> **The problem**
Below are the records. Gather each line that holds "wooden".
_ _ _ _ _ _ _
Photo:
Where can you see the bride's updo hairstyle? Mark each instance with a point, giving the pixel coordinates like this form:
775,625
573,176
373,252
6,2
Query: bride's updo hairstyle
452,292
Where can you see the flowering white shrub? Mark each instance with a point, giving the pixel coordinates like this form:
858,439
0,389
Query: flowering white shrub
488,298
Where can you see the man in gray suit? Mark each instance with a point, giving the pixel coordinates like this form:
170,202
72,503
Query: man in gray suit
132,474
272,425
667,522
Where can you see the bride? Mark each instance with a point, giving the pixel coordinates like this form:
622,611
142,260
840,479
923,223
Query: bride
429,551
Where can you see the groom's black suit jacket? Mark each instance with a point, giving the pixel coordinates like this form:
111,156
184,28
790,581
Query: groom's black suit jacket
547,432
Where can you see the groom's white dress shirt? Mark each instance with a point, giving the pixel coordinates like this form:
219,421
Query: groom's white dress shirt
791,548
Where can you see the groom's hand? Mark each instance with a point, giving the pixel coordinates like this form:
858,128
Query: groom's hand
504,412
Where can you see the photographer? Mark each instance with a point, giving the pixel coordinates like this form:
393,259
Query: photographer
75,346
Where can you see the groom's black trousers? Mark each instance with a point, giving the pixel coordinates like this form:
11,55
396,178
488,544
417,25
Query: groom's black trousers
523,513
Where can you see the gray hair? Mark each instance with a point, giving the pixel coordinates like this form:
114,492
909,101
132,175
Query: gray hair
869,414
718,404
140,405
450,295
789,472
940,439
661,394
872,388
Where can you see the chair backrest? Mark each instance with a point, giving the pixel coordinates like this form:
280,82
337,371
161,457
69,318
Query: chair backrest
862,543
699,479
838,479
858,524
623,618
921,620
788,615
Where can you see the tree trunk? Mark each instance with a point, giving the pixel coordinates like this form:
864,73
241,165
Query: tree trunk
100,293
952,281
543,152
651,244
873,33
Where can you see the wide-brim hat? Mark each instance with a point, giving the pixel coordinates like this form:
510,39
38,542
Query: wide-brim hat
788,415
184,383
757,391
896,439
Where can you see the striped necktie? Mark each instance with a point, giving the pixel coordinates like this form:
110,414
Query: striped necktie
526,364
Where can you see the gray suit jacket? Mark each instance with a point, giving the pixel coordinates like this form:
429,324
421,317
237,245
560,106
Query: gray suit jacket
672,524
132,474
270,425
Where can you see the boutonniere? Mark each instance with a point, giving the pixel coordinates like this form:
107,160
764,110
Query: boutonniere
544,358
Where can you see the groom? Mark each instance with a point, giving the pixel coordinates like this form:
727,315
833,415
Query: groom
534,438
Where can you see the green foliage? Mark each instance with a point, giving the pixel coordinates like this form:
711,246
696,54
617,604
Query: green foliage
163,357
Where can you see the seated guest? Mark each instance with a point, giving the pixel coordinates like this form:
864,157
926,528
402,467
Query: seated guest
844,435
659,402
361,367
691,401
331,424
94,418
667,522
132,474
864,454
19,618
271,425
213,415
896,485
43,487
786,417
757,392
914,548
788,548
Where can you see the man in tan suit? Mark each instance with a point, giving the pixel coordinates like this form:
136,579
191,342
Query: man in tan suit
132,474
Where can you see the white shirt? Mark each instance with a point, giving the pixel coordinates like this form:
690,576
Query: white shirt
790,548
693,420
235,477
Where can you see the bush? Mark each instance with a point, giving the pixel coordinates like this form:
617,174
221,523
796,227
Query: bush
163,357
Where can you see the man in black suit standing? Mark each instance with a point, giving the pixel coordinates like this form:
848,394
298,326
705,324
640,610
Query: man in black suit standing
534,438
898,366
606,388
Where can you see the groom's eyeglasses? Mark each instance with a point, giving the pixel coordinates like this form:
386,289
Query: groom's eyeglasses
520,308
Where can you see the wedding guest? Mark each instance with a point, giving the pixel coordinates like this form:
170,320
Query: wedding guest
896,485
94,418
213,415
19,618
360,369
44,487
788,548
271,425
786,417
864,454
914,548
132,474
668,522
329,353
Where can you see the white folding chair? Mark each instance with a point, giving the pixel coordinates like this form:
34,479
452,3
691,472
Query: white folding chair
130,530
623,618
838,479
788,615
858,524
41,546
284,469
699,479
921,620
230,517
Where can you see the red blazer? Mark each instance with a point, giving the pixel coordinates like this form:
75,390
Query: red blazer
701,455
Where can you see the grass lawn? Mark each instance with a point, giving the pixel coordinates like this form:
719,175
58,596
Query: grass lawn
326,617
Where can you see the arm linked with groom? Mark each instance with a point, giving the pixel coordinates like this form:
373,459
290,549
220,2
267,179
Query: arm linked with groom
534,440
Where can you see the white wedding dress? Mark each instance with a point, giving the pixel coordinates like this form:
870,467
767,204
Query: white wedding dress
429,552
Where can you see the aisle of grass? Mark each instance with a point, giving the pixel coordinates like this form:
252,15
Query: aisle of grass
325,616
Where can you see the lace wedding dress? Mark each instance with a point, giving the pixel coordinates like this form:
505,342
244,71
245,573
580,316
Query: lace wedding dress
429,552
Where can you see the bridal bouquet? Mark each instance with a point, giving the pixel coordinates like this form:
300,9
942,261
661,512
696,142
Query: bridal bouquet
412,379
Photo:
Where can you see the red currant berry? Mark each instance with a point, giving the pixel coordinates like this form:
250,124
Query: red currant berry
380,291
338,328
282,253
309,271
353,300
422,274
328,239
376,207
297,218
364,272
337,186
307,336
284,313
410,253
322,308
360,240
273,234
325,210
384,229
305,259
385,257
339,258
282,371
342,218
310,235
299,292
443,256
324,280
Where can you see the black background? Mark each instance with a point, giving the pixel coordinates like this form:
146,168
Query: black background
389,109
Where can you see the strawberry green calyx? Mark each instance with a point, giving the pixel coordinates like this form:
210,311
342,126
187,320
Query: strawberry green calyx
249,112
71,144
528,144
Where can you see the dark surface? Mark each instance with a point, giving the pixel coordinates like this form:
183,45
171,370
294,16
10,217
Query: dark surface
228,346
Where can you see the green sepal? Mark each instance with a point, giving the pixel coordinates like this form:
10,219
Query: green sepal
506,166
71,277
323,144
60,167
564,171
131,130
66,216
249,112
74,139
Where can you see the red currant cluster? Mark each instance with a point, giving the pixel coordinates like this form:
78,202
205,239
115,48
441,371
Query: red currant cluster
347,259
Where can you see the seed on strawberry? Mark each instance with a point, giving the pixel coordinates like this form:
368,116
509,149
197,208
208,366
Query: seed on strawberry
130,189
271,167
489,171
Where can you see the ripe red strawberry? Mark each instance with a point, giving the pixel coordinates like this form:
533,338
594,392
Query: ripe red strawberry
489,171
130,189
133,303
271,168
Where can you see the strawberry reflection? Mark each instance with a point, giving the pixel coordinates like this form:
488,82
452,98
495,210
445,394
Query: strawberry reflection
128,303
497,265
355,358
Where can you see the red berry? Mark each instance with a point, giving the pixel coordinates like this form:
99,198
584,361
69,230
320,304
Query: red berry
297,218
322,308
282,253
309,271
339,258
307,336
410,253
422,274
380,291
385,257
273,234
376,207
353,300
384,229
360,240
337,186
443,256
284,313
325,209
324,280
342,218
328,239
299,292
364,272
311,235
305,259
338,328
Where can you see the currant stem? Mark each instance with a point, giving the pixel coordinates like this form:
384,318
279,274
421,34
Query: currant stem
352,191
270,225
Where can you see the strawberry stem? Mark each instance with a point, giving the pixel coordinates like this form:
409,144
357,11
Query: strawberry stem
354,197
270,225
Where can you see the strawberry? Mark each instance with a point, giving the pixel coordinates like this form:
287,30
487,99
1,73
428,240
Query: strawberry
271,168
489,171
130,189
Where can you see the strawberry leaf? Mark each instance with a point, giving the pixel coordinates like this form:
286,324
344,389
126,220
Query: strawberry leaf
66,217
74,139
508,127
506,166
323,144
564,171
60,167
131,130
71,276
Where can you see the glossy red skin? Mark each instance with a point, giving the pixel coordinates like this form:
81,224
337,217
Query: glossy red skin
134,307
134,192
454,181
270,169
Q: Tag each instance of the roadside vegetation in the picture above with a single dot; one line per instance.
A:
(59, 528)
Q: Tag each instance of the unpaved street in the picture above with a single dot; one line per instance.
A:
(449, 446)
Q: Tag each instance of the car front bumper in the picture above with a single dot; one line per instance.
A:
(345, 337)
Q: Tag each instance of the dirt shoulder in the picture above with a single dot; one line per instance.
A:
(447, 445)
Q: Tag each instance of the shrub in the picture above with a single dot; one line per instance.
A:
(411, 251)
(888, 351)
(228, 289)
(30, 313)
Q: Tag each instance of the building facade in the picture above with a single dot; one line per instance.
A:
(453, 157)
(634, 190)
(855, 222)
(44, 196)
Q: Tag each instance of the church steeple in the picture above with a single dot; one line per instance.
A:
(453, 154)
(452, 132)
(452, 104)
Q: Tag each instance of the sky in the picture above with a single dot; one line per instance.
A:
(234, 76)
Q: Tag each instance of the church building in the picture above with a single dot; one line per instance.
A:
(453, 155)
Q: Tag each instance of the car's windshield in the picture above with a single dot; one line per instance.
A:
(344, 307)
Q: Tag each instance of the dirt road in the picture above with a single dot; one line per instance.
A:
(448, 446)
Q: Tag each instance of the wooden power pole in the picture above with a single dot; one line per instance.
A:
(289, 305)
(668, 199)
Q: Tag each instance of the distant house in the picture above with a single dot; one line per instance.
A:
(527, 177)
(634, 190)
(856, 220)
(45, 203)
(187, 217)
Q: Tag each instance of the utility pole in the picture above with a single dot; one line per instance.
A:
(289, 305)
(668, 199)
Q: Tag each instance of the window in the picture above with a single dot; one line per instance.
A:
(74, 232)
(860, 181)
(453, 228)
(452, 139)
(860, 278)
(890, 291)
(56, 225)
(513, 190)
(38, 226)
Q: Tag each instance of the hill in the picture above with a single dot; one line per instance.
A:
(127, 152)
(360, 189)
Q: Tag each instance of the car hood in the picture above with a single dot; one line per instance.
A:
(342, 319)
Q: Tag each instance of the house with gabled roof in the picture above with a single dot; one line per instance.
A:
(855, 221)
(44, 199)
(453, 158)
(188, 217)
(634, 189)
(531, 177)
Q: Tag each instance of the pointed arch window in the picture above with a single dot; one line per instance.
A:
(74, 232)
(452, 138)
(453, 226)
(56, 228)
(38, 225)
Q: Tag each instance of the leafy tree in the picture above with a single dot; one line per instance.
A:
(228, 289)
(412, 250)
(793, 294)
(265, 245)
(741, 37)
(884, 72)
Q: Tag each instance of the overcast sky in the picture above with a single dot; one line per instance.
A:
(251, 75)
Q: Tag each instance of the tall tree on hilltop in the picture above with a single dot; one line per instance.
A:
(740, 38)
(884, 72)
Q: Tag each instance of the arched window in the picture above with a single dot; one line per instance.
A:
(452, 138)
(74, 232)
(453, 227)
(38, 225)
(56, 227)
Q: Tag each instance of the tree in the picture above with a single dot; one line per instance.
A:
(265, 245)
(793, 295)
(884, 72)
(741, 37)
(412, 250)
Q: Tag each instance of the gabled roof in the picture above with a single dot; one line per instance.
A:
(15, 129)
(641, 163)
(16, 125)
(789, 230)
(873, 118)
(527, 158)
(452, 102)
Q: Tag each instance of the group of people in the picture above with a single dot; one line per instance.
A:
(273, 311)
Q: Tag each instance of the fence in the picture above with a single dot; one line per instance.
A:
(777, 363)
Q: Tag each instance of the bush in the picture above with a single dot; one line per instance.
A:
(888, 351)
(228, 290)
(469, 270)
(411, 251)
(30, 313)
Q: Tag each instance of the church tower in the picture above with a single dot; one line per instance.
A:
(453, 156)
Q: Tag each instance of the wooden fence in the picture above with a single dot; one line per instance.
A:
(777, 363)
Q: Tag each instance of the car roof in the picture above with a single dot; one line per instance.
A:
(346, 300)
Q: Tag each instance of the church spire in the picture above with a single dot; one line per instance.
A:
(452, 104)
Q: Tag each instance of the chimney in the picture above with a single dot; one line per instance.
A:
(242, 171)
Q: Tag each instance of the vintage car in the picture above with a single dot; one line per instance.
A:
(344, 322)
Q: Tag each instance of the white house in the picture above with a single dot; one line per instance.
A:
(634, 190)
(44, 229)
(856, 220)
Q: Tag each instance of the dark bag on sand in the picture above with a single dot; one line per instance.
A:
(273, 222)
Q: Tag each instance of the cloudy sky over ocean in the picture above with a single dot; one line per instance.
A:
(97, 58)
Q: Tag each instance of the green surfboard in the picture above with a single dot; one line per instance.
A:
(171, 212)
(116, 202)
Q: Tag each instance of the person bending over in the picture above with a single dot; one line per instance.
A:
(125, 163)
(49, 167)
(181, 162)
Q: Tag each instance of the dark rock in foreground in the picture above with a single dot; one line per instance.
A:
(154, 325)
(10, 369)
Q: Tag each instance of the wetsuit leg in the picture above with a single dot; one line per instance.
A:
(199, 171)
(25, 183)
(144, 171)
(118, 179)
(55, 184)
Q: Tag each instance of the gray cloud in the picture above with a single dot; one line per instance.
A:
_ _ _ _ _ _ _
> **Written reply**
Q: Tag each instance of the wooden power pole in the picture above with a single dot; one line per instance.
Q: Tag each instance of the wooden fence in the picture above with a single dot; one line per instance.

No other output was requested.